DATA SHOWN
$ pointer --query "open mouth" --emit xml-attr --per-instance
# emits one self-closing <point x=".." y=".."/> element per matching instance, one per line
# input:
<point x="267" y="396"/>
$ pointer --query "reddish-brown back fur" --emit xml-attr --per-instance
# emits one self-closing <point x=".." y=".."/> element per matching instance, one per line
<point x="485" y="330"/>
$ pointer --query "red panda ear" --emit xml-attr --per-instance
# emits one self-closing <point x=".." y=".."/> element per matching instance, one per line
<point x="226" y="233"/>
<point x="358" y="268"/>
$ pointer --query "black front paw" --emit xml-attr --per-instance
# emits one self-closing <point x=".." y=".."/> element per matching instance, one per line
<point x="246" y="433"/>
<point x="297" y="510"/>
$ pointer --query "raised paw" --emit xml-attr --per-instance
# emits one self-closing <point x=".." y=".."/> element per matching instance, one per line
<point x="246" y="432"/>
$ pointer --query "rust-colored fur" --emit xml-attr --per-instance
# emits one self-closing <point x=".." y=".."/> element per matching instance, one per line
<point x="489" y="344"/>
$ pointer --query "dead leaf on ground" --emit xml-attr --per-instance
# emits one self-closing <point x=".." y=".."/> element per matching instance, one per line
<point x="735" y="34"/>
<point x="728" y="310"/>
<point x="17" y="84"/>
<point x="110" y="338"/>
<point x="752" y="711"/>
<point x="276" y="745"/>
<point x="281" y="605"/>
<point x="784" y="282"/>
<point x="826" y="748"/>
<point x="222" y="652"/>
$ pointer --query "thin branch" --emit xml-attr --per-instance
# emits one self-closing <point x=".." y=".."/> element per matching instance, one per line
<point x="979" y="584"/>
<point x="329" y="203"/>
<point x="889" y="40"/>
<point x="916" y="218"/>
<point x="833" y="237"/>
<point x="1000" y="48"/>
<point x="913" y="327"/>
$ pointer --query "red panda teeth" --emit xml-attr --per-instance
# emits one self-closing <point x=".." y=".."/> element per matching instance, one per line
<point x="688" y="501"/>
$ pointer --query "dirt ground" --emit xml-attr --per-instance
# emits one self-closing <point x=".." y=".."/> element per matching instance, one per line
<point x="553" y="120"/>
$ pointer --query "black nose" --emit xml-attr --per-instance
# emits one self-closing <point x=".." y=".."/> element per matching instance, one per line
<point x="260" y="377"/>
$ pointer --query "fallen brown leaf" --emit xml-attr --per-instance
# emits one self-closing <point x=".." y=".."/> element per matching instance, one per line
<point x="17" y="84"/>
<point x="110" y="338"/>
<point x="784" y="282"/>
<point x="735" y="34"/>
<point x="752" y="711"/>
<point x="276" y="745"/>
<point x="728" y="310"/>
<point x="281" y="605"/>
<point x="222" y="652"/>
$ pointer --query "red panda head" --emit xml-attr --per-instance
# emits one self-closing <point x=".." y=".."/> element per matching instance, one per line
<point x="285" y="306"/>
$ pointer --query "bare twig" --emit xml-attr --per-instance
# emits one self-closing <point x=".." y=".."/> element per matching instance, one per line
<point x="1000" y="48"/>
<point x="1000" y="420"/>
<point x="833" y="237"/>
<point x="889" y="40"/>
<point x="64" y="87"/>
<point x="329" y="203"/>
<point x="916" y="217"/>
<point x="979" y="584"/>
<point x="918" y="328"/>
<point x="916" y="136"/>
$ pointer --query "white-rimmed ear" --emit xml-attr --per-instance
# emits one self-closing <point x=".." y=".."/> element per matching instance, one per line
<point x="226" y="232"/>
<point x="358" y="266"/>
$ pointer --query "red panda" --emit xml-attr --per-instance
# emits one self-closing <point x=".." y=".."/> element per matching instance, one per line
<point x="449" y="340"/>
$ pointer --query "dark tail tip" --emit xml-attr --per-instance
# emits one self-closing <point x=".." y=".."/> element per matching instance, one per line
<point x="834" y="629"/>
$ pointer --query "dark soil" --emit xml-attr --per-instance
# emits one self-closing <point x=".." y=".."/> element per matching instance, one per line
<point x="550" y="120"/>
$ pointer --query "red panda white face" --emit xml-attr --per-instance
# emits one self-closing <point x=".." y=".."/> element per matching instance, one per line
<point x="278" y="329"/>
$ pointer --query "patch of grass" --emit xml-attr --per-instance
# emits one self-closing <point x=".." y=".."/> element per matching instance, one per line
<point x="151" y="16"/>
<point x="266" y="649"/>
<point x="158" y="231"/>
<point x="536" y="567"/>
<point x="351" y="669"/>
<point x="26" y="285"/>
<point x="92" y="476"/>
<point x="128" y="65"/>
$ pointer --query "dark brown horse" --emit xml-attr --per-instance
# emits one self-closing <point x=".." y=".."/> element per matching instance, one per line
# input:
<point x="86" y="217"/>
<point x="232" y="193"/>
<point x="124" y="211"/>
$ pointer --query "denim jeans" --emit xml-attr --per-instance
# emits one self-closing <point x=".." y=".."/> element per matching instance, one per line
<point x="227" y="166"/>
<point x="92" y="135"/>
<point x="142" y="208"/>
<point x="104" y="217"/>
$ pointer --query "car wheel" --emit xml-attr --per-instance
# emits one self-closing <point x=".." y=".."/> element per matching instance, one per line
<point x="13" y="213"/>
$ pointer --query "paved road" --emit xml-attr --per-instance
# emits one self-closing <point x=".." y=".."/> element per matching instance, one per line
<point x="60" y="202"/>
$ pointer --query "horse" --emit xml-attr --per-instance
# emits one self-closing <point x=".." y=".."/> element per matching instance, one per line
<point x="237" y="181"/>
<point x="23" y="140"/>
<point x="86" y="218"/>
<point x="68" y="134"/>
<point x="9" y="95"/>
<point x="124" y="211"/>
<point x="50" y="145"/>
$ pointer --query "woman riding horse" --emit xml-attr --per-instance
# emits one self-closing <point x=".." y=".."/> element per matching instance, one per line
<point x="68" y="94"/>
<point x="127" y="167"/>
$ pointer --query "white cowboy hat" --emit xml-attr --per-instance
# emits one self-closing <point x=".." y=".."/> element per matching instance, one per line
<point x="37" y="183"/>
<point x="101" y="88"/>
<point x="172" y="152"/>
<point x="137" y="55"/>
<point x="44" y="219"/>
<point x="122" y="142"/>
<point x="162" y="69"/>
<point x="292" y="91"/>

STATED GOAL
List each line of the items above that contains the string "white".

WRITTEN ANSWER
$ pointer --query "white-rimmed ear" --emit xml-attr --per-instance
$ pointer --query "red panda white face" --emit xml-attr --per-instance
$ pointer --query "white cowboy hat" --emit xml-attr --per-instance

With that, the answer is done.